> [TASK PROMPT]:
Reproduce all of the records below verbatim, with every character and line unchanged.

***** DATA FOR THE TASK

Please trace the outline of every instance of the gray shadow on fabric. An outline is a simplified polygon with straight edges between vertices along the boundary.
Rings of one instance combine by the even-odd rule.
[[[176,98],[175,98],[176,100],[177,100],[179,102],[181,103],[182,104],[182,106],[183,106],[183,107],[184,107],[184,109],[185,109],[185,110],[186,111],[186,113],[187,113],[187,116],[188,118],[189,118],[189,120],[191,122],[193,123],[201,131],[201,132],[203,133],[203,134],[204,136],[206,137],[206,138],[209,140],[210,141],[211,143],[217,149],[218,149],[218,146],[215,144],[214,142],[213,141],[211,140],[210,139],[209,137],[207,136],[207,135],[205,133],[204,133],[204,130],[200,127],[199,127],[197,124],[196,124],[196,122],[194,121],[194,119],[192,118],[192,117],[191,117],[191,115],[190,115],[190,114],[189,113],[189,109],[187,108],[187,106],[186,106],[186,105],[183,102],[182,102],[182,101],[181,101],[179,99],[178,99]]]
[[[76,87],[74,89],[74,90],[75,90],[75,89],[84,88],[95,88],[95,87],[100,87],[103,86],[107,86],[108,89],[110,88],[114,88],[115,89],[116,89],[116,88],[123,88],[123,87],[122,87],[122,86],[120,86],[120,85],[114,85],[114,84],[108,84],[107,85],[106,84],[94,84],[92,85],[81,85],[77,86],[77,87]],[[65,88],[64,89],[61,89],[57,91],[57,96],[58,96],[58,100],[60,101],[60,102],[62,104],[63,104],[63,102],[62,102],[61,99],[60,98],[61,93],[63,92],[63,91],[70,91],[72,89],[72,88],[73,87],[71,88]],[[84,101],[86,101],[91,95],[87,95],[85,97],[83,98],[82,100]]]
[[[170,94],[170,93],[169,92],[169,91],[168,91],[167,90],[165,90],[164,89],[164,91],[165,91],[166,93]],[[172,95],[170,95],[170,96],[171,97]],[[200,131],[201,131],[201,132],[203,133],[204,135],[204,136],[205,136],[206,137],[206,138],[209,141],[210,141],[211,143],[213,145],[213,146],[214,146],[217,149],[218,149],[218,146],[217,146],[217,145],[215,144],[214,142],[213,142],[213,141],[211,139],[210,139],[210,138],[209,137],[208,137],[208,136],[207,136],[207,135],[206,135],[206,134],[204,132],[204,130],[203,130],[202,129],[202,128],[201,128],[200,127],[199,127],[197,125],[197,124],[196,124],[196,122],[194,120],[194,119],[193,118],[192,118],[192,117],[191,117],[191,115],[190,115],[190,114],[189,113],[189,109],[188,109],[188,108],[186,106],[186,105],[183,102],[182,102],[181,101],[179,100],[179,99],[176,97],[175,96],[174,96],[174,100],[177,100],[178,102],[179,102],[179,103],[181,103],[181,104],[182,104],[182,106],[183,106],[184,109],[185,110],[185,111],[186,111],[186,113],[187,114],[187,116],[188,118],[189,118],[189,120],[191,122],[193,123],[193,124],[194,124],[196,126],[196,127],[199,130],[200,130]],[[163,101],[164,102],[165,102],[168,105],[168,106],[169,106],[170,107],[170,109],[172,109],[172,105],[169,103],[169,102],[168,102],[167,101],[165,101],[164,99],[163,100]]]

**********

> [SOLUTION FOR THIS PROBLEM]:
Please trace the outline of every instance of the gray shadow on fabric. An outline is a simplified polygon with straight edges between vertices along the boundary.
Rings of one instance combine by the even-odd rule.
[[[176,98],[175,98],[176,100],[177,100],[179,102],[181,103],[182,104],[182,106],[183,106],[183,107],[184,107],[184,109],[185,109],[185,110],[186,111],[186,113],[187,113],[187,116],[188,118],[189,118],[189,120],[191,122],[193,123],[201,131],[201,132],[203,133],[203,134],[204,136],[206,137],[206,138],[209,140],[210,141],[211,143],[217,149],[218,149],[218,146],[215,144],[214,142],[213,141],[211,140],[210,139],[209,137],[207,136],[207,135],[205,133],[204,133],[204,130],[200,127],[199,127],[197,124],[196,124],[196,122],[194,121],[194,119],[192,118],[192,117],[191,117],[191,115],[190,115],[190,114],[189,113],[189,109],[187,108],[187,106],[186,106],[186,105],[183,102],[182,102],[182,101],[181,101],[179,99],[178,99]]]
[[[76,87],[74,89],[74,90],[75,90],[75,89],[84,88],[95,88],[95,87],[100,87],[103,86],[107,86],[108,89],[110,88],[114,88],[115,89],[116,89],[116,88],[123,88],[123,87],[122,87],[122,86],[120,86],[120,85],[114,85],[114,84],[108,84],[107,85],[106,84],[94,84],[92,85],[81,85],[77,86],[77,87]],[[65,88],[64,89],[61,89],[57,91],[57,96],[58,96],[58,100],[60,101],[60,102],[62,104],[63,104],[63,102],[62,102],[61,99],[60,98],[61,93],[63,92],[63,91],[70,91],[72,89],[72,88],[73,87],[71,88]],[[84,101],[86,101],[91,95],[87,95],[85,97],[83,98],[82,100]]]
[[[170,94],[170,93],[169,92],[169,91],[168,91],[167,90],[165,90],[164,89],[164,91],[165,91],[166,93]],[[172,95],[170,95],[170,96],[171,97]],[[200,131],[201,131],[201,132],[203,133],[204,135],[204,136],[205,136],[206,137],[206,138],[209,141],[210,141],[211,143],[213,145],[213,146],[214,146],[217,149],[218,149],[218,146],[217,146],[217,145],[215,144],[214,142],[213,142],[213,141],[211,139],[210,139],[210,138],[209,137],[208,137],[208,136],[207,136],[207,135],[206,135],[206,134],[204,132],[204,130],[203,130],[202,129],[202,128],[201,128],[200,127],[199,127],[197,125],[197,124],[196,124],[196,122],[194,120],[194,119],[193,118],[192,118],[192,117],[191,117],[191,115],[190,115],[190,114],[189,113],[189,109],[188,109],[188,108],[186,106],[186,105],[183,102],[182,102],[181,101],[179,100],[179,99],[176,97],[175,96],[174,96],[174,100],[177,100],[178,102],[179,102],[179,103],[181,103],[181,104],[182,104],[182,106],[183,106],[184,109],[185,110],[185,111],[186,111],[186,113],[187,114],[187,116],[188,118],[189,118],[189,120],[191,122],[193,123],[193,124],[194,124],[196,126],[196,127],[199,130],[200,130]],[[163,101],[164,102],[165,102],[168,105],[168,106],[169,106],[170,107],[170,109],[172,109],[172,105],[169,103],[169,102],[168,102],[167,101],[165,101],[164,99],[163,100]]]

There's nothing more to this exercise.